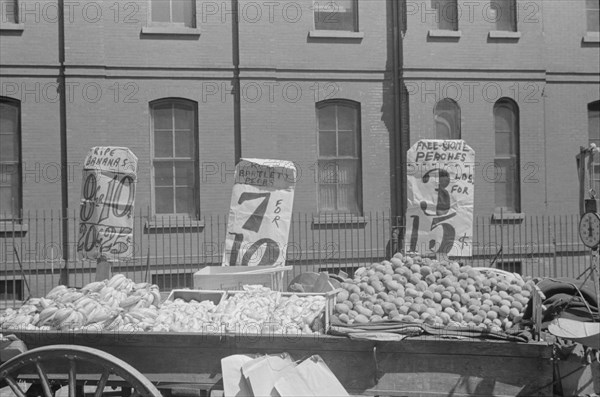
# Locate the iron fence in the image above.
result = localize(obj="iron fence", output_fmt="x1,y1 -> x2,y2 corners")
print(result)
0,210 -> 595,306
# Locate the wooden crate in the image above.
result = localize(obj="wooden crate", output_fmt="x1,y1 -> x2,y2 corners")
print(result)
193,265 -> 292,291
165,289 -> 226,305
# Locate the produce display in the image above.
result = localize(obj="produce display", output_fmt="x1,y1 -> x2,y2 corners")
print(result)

...

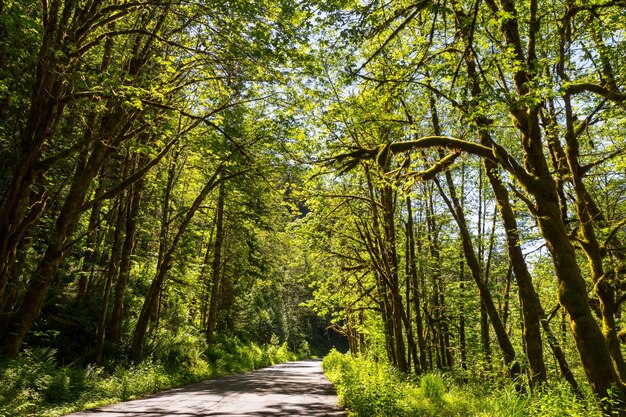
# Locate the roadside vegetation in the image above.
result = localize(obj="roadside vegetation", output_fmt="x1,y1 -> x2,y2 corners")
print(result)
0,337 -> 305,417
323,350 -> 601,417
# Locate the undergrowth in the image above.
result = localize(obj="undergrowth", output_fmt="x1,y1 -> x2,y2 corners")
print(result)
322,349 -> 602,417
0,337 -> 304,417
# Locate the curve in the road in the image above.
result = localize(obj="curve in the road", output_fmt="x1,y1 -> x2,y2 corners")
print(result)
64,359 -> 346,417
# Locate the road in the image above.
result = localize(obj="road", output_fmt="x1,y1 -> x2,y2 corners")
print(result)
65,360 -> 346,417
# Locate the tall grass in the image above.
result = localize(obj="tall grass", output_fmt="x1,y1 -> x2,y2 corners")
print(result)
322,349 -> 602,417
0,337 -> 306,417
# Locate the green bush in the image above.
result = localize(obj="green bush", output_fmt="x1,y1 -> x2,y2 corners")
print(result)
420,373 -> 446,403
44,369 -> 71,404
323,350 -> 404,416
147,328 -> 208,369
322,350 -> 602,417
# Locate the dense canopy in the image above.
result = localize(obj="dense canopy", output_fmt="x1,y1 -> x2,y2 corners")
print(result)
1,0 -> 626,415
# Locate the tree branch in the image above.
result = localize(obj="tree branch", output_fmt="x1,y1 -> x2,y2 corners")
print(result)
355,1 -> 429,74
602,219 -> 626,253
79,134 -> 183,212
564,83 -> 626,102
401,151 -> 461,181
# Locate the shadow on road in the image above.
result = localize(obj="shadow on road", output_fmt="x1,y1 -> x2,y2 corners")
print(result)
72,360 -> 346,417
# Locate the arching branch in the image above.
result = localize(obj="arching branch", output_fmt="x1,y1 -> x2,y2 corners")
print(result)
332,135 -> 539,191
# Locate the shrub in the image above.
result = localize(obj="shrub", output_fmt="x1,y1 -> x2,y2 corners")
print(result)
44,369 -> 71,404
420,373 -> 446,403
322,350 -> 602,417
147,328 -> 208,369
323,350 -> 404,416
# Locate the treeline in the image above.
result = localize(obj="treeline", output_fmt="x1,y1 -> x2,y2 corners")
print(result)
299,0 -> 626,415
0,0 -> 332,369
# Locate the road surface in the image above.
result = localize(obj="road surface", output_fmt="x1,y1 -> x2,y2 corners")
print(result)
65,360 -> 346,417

* Work task
In the entries above, locate every line with the word "surface" and copy it.

* Result below
# Locate the road surface in the image above.
result = localize(obj="road surface", output_fmt="x1,y1 -> x2,y2 corners")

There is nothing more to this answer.